▶ [OBJECTIVE]: Which lines of the listing below contain the word "grille"? Pull out each of them and copy it unchanged.

▶ [GIVEN DATA]:
⁂

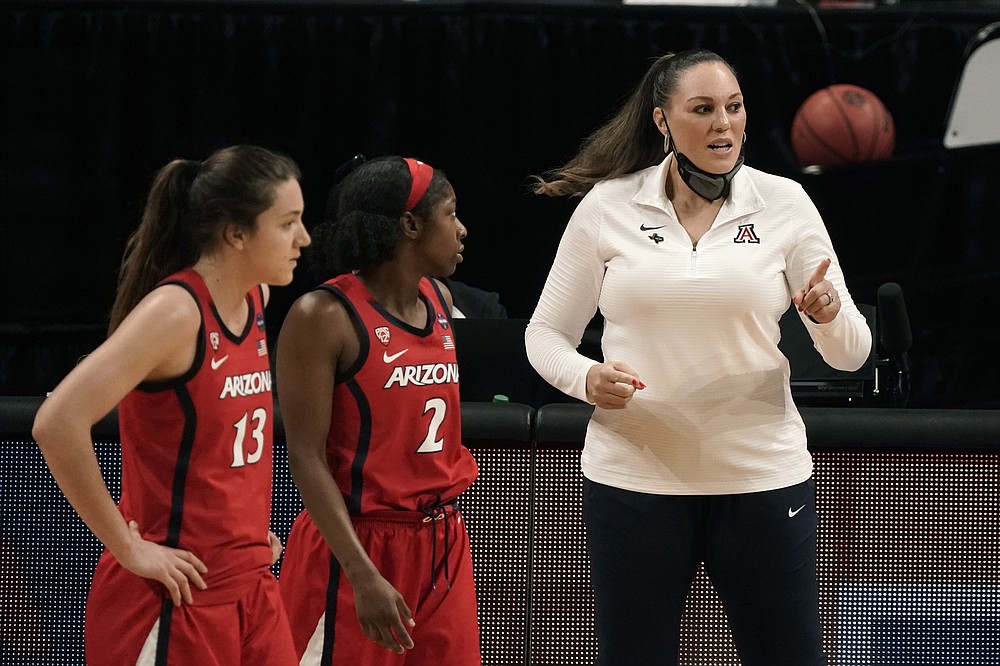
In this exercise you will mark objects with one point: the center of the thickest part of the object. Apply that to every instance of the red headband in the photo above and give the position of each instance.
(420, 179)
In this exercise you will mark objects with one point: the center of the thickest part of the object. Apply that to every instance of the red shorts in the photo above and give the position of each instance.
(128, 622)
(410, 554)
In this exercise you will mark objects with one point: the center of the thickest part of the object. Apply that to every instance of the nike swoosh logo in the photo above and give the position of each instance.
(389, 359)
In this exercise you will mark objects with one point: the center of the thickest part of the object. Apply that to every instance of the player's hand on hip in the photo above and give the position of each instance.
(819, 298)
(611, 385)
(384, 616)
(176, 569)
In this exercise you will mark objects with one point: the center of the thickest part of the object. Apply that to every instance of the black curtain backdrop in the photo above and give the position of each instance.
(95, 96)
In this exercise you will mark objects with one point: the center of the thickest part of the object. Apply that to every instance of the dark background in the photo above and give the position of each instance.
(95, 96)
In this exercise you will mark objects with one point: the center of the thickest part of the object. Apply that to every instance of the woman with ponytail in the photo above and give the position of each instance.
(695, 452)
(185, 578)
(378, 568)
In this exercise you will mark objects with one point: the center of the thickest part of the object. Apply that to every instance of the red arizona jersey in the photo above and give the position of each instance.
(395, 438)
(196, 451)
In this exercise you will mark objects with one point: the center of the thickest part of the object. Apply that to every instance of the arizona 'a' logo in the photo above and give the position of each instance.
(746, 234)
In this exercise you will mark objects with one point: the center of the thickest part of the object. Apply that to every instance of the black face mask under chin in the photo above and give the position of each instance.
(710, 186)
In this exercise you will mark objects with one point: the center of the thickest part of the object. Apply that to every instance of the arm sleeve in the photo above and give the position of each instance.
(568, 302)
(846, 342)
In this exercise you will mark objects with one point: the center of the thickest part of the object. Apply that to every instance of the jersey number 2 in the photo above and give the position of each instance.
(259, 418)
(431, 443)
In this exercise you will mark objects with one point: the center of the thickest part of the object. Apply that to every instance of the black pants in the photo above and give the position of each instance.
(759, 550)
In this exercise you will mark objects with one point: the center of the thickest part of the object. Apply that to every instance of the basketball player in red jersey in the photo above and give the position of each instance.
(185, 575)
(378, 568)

⁂

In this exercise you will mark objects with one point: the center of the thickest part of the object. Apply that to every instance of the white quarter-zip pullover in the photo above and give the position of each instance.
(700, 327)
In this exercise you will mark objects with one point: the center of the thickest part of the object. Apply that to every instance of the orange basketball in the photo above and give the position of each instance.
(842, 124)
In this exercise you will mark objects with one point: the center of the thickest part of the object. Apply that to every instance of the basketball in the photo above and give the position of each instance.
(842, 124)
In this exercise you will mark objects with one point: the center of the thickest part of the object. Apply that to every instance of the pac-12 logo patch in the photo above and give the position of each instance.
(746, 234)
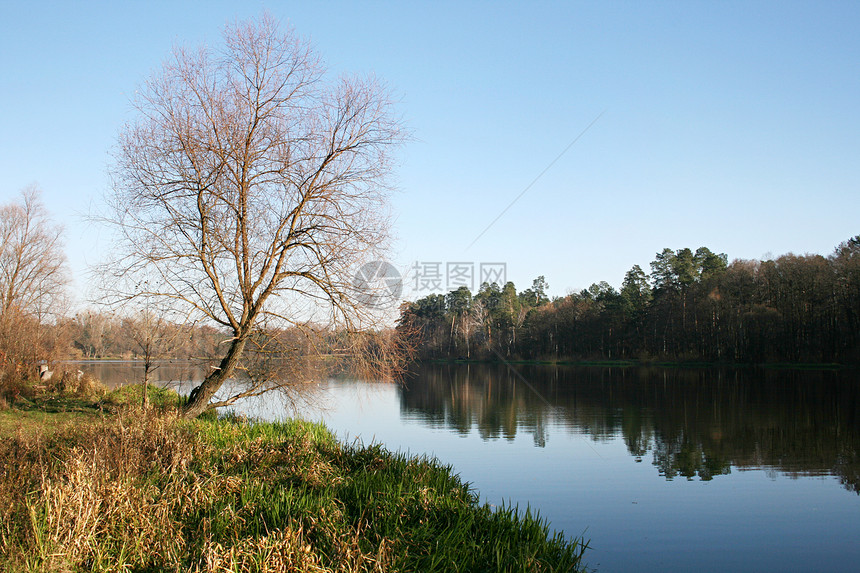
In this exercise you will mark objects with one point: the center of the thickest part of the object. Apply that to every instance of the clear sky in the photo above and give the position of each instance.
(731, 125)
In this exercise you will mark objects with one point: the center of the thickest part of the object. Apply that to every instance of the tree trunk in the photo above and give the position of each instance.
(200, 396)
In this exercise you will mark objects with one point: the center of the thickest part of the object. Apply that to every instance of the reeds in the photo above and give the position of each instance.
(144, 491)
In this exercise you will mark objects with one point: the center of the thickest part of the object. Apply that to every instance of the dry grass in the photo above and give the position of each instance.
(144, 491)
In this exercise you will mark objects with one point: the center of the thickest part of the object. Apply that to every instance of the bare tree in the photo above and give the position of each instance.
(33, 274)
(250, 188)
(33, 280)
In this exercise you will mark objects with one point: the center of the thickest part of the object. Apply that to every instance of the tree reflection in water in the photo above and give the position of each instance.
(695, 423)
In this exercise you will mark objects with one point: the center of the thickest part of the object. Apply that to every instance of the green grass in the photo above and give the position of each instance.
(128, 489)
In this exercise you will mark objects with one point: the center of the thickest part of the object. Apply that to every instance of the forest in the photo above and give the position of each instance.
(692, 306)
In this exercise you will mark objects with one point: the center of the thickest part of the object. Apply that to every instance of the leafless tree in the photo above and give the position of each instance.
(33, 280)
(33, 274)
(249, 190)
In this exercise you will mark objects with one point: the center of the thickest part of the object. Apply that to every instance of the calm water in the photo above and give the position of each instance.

⁂

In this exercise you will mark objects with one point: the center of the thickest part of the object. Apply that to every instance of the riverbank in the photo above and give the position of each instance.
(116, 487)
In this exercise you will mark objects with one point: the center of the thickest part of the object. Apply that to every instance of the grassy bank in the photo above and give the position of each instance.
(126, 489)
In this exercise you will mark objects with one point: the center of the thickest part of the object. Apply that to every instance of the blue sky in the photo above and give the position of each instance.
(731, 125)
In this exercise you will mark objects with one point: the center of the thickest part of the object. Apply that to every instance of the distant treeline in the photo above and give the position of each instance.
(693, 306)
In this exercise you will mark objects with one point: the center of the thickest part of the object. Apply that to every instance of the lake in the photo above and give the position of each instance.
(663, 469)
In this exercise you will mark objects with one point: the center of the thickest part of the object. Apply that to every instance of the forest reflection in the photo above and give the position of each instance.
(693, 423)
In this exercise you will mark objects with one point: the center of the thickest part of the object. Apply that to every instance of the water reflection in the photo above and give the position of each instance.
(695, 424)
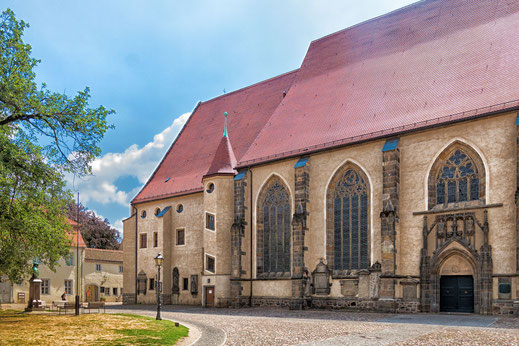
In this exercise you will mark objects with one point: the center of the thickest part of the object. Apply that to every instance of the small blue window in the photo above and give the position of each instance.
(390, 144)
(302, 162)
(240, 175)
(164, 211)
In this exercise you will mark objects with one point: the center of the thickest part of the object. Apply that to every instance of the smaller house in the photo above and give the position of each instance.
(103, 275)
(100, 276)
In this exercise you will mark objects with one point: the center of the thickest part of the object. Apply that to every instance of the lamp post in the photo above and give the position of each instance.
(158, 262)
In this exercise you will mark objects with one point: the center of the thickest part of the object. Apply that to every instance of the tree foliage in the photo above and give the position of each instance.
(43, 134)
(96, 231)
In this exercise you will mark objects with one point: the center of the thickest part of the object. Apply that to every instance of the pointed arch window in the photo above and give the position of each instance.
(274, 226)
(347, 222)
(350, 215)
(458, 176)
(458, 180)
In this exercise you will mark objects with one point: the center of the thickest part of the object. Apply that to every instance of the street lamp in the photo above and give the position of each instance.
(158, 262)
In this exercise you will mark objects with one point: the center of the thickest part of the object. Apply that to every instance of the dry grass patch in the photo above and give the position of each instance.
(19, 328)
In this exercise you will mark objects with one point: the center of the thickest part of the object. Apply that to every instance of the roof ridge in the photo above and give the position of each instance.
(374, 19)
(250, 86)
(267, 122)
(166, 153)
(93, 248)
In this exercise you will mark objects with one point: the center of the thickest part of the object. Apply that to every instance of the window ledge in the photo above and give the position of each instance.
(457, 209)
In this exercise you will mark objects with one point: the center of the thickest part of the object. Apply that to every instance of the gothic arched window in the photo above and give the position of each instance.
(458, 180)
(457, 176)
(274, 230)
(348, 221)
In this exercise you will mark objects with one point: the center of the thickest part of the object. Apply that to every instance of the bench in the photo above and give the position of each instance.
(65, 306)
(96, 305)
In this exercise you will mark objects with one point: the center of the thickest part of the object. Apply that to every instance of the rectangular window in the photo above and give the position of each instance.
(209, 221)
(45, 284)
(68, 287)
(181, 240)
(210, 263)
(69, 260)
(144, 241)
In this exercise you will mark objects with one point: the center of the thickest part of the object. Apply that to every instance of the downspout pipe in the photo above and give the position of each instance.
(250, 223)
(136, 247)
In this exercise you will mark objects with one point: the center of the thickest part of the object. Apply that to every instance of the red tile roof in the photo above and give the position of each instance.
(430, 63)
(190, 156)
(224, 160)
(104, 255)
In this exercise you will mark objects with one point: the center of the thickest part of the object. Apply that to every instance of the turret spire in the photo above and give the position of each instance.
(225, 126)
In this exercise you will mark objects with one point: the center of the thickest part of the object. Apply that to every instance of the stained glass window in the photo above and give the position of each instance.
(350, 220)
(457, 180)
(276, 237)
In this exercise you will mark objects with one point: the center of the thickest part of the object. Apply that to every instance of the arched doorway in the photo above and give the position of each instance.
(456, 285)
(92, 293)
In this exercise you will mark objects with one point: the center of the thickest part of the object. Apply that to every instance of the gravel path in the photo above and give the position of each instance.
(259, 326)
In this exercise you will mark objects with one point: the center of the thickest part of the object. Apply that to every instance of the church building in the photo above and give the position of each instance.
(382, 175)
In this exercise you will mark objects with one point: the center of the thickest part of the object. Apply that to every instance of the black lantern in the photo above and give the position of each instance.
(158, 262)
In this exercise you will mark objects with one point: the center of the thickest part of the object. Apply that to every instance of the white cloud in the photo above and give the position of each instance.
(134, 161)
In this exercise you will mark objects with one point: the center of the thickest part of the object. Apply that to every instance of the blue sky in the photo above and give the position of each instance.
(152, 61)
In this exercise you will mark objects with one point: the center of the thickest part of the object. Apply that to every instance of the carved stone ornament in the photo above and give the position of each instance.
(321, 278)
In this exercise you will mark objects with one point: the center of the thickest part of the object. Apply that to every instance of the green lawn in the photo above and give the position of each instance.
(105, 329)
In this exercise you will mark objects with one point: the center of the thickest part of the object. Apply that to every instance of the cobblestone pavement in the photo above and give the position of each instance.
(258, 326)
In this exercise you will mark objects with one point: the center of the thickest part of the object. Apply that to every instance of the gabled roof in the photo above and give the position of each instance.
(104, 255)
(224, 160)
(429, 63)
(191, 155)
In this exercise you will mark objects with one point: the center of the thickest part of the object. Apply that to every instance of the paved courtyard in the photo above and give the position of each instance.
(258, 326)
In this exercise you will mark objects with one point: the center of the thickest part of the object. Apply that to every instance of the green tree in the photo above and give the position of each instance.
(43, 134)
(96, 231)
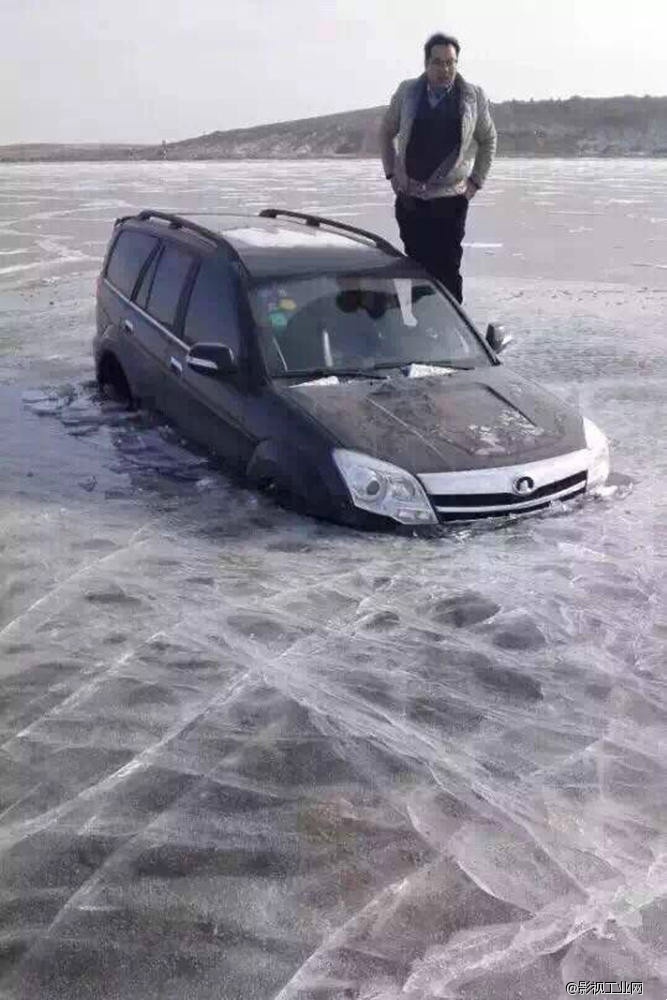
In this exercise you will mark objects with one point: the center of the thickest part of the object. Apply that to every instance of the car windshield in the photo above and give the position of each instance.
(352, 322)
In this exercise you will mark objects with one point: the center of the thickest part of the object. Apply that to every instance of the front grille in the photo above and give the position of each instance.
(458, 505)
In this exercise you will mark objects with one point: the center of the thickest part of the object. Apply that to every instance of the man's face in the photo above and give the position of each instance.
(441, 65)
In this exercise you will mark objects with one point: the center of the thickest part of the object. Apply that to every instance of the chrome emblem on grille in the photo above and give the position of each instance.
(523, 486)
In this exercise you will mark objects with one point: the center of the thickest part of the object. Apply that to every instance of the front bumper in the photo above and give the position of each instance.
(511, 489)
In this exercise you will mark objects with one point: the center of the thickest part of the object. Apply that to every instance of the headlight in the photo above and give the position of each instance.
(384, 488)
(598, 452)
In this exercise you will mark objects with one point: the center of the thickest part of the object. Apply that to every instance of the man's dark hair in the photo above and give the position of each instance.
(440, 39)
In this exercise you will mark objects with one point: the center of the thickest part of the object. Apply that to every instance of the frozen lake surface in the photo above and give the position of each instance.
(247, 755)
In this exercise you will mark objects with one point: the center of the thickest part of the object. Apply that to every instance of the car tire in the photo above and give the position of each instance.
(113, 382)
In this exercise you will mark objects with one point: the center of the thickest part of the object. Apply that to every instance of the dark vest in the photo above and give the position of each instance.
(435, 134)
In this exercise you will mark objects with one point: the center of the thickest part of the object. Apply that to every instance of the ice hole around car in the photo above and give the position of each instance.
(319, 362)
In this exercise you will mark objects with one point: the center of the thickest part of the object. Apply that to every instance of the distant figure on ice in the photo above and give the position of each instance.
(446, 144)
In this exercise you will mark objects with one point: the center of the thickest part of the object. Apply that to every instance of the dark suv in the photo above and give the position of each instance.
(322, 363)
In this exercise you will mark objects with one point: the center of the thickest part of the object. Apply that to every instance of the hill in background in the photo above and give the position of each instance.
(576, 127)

⁂

▶ [FULL RESPONSE]:
In this exercise you will mark objects with one point: the center of the thickest part of the object. Apply that to every instance of the front grille in the photo above and give the position of each instance.
In this exercise you will mark objects with one point: the center of the thickest part of the object. Apply that to every instance of the chrome emblem on grille in the photo above and give the position of each instance.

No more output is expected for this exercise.